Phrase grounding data
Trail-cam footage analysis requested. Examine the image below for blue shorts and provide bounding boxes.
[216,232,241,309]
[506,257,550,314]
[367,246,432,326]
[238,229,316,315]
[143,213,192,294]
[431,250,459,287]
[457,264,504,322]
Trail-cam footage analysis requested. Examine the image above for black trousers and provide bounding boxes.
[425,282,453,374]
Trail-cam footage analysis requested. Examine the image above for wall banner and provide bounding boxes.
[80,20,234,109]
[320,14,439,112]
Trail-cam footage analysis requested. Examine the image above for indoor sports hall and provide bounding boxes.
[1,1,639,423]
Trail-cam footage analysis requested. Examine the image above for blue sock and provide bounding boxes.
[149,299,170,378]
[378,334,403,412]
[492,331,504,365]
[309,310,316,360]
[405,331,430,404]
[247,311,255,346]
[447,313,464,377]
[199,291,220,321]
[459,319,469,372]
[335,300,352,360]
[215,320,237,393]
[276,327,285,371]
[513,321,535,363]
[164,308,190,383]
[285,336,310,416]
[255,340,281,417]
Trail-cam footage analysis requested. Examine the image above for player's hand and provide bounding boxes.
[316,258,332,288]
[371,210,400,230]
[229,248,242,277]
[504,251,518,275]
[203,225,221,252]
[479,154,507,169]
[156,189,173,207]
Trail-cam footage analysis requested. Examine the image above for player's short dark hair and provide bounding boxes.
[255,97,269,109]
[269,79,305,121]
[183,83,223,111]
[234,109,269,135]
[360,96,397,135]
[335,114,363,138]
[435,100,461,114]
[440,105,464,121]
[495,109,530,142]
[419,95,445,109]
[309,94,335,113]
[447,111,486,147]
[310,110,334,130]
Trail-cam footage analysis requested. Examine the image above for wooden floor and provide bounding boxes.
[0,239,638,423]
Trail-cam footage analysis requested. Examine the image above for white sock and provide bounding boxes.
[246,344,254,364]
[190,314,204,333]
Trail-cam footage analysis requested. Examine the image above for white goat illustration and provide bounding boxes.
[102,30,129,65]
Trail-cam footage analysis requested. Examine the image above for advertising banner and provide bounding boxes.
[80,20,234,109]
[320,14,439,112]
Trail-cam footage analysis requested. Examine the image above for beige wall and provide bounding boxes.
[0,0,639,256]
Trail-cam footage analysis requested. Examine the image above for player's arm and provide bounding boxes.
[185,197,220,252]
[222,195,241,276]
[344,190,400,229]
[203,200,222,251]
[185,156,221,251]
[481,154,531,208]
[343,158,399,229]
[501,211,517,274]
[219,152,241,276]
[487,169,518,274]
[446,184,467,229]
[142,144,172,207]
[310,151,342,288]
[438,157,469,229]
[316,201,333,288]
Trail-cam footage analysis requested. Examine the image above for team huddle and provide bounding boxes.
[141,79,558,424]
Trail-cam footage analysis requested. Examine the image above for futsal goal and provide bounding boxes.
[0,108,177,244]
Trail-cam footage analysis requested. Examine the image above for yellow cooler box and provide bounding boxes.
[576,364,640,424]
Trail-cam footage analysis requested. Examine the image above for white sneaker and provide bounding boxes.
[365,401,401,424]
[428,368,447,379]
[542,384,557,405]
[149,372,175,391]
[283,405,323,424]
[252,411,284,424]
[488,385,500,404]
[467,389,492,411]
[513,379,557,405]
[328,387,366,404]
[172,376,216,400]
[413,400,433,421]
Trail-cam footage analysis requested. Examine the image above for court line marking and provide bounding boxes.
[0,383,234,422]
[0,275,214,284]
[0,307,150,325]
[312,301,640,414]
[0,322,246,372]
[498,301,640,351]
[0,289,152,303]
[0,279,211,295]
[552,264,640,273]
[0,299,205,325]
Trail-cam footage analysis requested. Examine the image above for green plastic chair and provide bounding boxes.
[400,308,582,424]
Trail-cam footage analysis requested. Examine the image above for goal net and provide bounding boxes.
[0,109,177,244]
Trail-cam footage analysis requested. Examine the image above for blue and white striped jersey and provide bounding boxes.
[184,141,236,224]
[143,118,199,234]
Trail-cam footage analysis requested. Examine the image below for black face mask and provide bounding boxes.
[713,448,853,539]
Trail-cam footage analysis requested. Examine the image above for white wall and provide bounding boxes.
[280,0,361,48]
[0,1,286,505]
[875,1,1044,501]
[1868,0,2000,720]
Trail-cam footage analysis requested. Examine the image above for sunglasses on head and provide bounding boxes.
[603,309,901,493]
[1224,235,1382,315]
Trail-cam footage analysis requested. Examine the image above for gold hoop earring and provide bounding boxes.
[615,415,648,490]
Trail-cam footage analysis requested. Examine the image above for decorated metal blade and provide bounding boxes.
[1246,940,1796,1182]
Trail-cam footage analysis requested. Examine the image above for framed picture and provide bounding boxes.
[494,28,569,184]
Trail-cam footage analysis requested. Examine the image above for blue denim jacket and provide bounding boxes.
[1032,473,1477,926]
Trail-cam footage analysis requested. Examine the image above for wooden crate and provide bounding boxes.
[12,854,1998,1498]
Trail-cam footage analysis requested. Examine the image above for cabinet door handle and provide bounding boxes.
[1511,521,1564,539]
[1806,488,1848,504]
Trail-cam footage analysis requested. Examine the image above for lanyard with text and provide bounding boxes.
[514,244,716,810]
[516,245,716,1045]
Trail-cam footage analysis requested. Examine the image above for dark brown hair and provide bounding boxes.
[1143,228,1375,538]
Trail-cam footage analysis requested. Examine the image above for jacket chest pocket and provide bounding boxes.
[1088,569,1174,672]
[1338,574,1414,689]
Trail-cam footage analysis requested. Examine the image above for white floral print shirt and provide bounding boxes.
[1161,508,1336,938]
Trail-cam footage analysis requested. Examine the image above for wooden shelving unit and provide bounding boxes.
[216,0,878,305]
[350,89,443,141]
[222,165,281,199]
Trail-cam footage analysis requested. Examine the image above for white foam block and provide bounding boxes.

■ **Work request**: Every record above needs to be restated exactly.

■ **Exercise solution**:
Trail-cam footage analysis requested. Examine the image below for blue shorts and provide bounding boxes.
[216,232,241,309]
[506,257,550,314]
[367,246,432,326]
[238,229,316,315]
[143,213,192,294]
[431,250,459,287]
[457,264,504,322]
Trail-cam footage analysis requested. Examine the image above for black trousers and provide bounding boxes.
[425,282,453,374]
Trail-cam footage analysis requested. Examine the image above for wall banner and provide bounding boxes.
[80,20,234,109]
[320,14,439,112]
Trail-cam footage analysis requested. Examine the image above for indoor sports hall and provide bounding boxes.
[1,1,639,423]
Trail-cam footage analysis requested. Examine the image above for blue sock and provide bounding boxes.
[149,299,170,378]
[378,334,403,412]
[492,331,504,365]
[309,310,316,360]
[405,331,430,404]
[247,311,255,346]
[447,313,464,377]
[199,291,220,321]
[459,319,469,372]
[335,300,352,360]
[215,320,237,393]
[276,327,285,371]
[513,321,535,363]
[164,308,190,383]
[285,336,310,416]
[255,340,281,417]
Trail-cam footage analysis requested. Examine the image above for player's hand and provide bounding boxes.
[316,258,332,288]
[371,210,400,230]
[229,248,242,277]
[504,251,518,275]
[203,225,221,252]
[479,154,507,169]
[156,189,173,207]
Trail-cam footage analysis requested. Examine the image above for player's short dark hair and provide bounding boxes.
[255,97,269,109]
[269,79,305,121]
[183,83,223,111]
[234,109,269,135]
[360,96,397,135]
[335,114,363,138]
[435,100,461,114]
[440,105,464,121]
[495,109,530,142]
[419,95,445,109]
[309,94,335,113]
[447,111,486,147]
[310,110,334,130]
Trail-cam footage analysis requested. Examine the image above for wooden floor and provide bounding boxes.
[0,239,638,423]
Trail-cam footage analysis requested. Examine the image above for white sock and provide bounding boxes.
[246,344,254,364]
[190,314,204,333]
Trail-cam footage analysis requested. Examine the image above for white goat illustration and provide bounding boxes.
[102,30,129,65]
Trail-cam footage analysis requested. Examine the image above for advertising banner and provide bounding boxes.
[80,20,234,109]
[320,14,439,112]
Trail-cam footage analysis requested. Examine the image above for beige wall and provide bounding boxes.
[0,0,639,256]
Trail-cam footage analysis requested. Examine the image above for player's arm and provide bounding boxes.
[185,197,220,252]
[222,195,241,276]
[344,190,400,229]
[203,200,222,251]
[185,156,221,251]
[481,154,531,208]
[343,158,399,229]
[501,211,517,274]
[219,152,241,276]
[487,169,518,274]
[446,184,467,229]
[142,144,172,207]
[310,151,342,288]
[438,157,469,229]
[316,201,333,288]
Trail-cam footage analysis requested. Examine the image above for team huddle and provide bounding boxes.
[141,79,558,424]
Trail-cam footage analysis requested. Examine the image above for futsal goal and provide bounding boxes.
[0,108,177,244]
Trail-cam footage analysis requested. Examine the image above for yellow cooler box and provide bounding boxes.
[576,364,640,424]
Trail-cam footage analysis requested. Examine the image above for white sneaker and provide bounding boxes.
[365,401,401,424]
[428,368,447,379]
[542,384,557,405]
[149,372,175,391]
[283,405,323,424]
[252,411,284,424]
[488,385,500,404]
[467,389,492,411]
[513,379,557,405]
[328,387,366,404]
[172,376,216,400]
[413,400,433,421]
Trail-cam footage analysis requested. Examine the image above for court line marking and provide bounding boxes.
[0,383,234,422]
[0,275,214,284]
[0,307,150,325]
[312,301,640,414]
[0,322,246,372]
[498,301,640,351]
[0,289,152,303]
[0,279,211,295]
[552,264,640,273]
[0,299,205,325]
Trail-cam footage analysis requested. Examine the image above for green plastic chair and provide bounding boxes.
[400,308,582,424]
Trail-cam footage analysis requested. Examine the image above for goal net and provide bounding boxes.
[0,109,177,244]
Trail-cam footage analysis requested. Examine the image above for blue and white striped jersey and provide bounding boxes.
[184,141,236,224]
[143,118,199,234]
Trail-cam footage analysis requested. Examine the image below for black face mask and provide bounding boxes.
[713,448,853,539]
Trail-cam footage analysis requested. Examine the image above for white wall and provide bounding boxes.
[280,0,361,48]
[0,1,286,505]
[875,1,1044,501]
[1868,0,2000,720]
Trail-cam footage analysis requested. Examine the image above for sunglasses on head and provide bounding boxes.
[603,309,901,493]
[1224,235,1382,315]
Trail-cam footage analysis requested. Examine the image above for gold hoop earring and provide bounding boxes.
[615,415,648,490]
Trail-cam footage analysis requested. Examine the image above for decorated metal blade and provide bounding boxes.
[1246,940,1796,1182]
Trail-cam footage analysis requested. Examine the image above for framed picture and provide bounding boxes.
[494,28,569,184]
Trail-cam footage analysis requested. Examine the image above for blue denim jacket and provide bounding boxes.
[1032,473,1477,926]
Trail-cam footage analysis requested. Examine the image above for wooden crate and provide bounding boxes.
[12,854,1998,1498]
Trail-cam footage analysis requested. Examine the image above for cabinet door handle and provide bounding boxes.
[1511,521,1564,539]
[1806,488,1848,504]
Trail-cam footage analysis requested. Examine the image above for lanyard with text and provide bounding boxes.
[514,244,716,810]
[516,245,716,1045]
Trail-cam footage analysis requested. Examine the image above for dark brown hair and provide bounding boxes.
[1143,228,1375,538]
Trail-cam footage analysis requested. Examine the image above for jacket chest pocket and provide bounding boxes.
[1088,569,1174,672]
[1338,574,1414,689]
Trail-cam footage analysis requested. Examine the image above for white floral print shirt and provide bounding boxes.
[1161,508,1336,938]
Trail-cam footage analysis requested. Examine the image above for wooden shelving unit and provide bounding boxes.
[216,0,878,305]
[350,89,443,141]
[222,165,281,199]
Trail-cam footage analysis requested. Examine the image above for white foam block and provide bounding boxes.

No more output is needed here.